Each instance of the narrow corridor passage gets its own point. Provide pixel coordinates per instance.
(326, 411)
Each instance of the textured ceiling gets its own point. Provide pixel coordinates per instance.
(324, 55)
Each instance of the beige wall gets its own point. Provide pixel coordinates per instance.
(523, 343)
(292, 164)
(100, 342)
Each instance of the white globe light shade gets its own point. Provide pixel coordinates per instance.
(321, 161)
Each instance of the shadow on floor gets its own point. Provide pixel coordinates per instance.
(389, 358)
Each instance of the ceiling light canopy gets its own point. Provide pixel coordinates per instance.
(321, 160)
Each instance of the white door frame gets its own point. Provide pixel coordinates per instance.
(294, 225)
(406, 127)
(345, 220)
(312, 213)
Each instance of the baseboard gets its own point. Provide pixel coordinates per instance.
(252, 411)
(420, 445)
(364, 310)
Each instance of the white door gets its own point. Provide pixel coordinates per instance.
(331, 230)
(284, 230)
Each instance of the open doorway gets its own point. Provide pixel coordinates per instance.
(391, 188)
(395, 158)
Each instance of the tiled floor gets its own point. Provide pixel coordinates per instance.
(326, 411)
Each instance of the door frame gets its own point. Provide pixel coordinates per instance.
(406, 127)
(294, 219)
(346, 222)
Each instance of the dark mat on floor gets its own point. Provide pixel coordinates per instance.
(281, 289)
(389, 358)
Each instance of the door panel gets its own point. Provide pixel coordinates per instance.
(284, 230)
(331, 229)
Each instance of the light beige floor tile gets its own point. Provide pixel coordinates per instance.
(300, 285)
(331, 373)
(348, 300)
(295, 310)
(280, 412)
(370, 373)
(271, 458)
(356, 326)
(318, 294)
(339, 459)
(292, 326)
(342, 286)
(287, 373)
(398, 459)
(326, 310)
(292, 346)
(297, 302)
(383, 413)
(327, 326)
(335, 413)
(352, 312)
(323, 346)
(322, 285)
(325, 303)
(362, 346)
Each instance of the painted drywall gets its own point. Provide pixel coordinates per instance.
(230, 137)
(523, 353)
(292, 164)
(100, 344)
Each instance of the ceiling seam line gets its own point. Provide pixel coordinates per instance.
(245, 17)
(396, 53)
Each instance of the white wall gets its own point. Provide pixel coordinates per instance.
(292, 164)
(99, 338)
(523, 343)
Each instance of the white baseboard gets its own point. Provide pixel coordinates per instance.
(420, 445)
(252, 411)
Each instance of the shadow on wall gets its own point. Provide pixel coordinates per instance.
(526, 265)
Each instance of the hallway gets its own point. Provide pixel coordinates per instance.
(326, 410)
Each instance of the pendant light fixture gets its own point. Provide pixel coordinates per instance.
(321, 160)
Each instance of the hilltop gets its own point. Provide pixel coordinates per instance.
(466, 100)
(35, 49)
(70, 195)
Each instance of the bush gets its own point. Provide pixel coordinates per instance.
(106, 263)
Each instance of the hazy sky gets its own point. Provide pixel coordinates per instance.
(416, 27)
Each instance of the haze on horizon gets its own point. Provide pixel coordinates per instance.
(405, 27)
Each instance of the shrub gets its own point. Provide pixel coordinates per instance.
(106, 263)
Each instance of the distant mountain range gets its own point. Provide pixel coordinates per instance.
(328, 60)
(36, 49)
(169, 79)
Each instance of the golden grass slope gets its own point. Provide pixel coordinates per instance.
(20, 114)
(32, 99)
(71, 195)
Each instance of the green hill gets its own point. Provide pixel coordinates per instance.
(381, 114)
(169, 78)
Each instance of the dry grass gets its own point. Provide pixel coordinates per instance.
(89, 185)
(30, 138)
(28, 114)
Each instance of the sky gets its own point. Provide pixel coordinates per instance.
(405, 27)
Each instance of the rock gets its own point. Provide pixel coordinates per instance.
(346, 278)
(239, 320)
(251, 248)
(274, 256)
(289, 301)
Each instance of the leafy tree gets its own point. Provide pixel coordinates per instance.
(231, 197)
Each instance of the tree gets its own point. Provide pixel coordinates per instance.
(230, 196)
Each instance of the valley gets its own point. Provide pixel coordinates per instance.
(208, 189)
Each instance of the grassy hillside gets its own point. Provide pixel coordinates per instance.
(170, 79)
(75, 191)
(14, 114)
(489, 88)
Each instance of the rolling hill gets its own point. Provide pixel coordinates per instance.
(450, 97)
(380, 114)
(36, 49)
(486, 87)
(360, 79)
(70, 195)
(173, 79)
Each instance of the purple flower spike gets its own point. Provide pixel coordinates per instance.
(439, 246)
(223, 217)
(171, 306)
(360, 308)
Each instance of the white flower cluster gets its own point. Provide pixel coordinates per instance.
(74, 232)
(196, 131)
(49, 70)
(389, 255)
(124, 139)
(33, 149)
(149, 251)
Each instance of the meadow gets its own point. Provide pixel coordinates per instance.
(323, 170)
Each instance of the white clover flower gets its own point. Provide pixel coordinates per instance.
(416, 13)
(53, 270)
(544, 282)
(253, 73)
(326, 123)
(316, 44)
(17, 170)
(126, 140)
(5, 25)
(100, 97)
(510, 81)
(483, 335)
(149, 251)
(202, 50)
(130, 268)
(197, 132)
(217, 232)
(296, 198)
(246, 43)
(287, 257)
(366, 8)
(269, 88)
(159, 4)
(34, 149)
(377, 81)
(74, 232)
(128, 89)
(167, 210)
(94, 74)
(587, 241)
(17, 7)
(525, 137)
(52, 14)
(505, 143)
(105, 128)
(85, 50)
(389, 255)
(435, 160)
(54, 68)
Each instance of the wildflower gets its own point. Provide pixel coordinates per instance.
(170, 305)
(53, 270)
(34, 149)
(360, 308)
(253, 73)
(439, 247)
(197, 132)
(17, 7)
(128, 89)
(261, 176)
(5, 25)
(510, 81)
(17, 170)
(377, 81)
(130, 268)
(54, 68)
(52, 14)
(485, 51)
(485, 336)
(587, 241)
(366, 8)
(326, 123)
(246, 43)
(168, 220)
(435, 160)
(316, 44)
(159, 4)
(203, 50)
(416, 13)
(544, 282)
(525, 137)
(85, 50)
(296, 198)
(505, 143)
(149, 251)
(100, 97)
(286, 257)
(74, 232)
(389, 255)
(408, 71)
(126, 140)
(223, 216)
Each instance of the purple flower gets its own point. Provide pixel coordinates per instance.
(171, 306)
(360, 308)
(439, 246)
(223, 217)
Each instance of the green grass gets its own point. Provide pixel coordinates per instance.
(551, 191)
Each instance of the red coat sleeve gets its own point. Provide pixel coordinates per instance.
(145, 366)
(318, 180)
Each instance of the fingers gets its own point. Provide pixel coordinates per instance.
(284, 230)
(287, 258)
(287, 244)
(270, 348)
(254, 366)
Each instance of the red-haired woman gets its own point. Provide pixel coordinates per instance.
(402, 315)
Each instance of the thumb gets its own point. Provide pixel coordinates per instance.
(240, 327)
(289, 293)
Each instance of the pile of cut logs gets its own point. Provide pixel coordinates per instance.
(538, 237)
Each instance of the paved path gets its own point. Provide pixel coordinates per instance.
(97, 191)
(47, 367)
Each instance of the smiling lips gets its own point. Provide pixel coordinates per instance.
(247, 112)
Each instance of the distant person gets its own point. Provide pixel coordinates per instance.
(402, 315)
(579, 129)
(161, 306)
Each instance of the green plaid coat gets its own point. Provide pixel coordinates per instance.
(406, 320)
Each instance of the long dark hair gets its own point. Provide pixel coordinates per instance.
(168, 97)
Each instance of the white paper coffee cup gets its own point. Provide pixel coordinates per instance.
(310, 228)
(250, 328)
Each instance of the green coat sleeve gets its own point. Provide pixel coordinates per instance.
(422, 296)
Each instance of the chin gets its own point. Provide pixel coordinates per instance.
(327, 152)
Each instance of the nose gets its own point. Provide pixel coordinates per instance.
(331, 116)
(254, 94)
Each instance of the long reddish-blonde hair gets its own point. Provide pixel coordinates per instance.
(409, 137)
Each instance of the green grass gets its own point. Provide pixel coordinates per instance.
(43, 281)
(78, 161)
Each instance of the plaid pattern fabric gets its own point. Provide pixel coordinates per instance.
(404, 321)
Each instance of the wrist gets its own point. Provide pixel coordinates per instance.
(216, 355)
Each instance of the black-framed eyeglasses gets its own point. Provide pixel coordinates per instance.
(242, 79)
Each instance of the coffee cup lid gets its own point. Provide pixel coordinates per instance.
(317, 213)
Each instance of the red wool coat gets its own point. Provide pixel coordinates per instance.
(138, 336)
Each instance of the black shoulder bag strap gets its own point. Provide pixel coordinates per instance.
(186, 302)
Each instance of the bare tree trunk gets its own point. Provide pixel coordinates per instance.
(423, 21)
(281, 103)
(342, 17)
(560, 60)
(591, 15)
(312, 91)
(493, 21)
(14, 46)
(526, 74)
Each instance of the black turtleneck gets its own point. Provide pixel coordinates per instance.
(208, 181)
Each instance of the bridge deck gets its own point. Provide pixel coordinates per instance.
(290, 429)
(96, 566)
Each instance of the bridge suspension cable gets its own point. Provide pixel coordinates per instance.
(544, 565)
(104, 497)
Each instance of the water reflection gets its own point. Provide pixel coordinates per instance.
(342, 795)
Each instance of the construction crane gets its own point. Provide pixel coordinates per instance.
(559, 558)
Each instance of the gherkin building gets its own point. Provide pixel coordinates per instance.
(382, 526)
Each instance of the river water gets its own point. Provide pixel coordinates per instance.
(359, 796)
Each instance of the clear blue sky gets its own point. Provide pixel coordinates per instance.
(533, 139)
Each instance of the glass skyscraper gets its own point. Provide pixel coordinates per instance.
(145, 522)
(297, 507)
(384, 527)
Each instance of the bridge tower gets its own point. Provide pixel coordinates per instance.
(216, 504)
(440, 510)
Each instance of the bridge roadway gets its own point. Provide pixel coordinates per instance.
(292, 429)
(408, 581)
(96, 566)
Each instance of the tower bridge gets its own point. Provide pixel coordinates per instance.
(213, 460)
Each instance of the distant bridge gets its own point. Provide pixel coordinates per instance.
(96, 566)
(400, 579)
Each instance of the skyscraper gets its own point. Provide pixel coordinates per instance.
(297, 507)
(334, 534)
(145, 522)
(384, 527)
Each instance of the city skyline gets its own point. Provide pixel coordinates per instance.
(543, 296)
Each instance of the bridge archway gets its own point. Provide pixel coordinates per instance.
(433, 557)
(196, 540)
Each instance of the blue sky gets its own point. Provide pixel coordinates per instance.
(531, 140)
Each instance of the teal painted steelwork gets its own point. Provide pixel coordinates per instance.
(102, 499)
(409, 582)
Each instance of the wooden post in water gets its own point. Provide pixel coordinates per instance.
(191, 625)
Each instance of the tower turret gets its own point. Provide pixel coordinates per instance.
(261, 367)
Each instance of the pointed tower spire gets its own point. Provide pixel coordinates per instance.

======

The problem:
Restate the final lines of the listing above word for word, beginning at the line that contains "Each instance of the gherkin".

Task response:
Each instance of the gherkin building gets its own point. Provide pixel coordinates per instance.
(382, 526)
Each instance of the river water gets its own point. Provide pixel coordinates per instance.
(359, 796)
Each instance of the clear blue sky gets its own point. Provide pixel coordinates per instance.
(533, 139)
Each instance of the glass skyscraper gets its own point. Provide pixel coordinates per instance.
(145, 522)
(297, 507)
(384, 527)
Each instance of the bridge tower gets its own point. Provide pixel coordinates per instance.
(216, 504)
(440, 510)
Each instance of the bridge roadway gets its own point. Provide pixel coordinates per instance.
(292, 429)
(408, 581)
(96, 566)
Each instance of the tower bridge gets its own point. Provide pixel coordinates per instance.
(213, 460)
Each instance of the distant bridge gets its own point. Provide pixel coordinates per instance.
(96, 566)
(400, 579)
Each instance of the skyscraper gets its own point. Provide pixel coordinates per instance.
(297, 507)
(334, 534)
(145, 522)
(384, 527)
Each instance of the city skyline gets its own point. Provide pixel coordinates per instance.
(543, 296)
Each instance of the bridge archway gets its own point. Provide pixel coordinates per instance.
(433, 557)
(196, 540)
Each instance of the blue sky gets its own point. Provide pixel coordinates per instance.
(531, 140)
Each instance of the teal painted steelwork gets its own point. Provide pixel coordinates per instance.
(102, 499)
(409, 582)
Each instance of the wooden post in water gets its own point. Provide pixel coordinates per instance.
(191, 625)
Each instance of the tower turret gets its own point. Provide pixel coordinates per instance.
(261, 367)
Each instance of the pointed tower spire gets its own point. Provide pixel coordinates per instance.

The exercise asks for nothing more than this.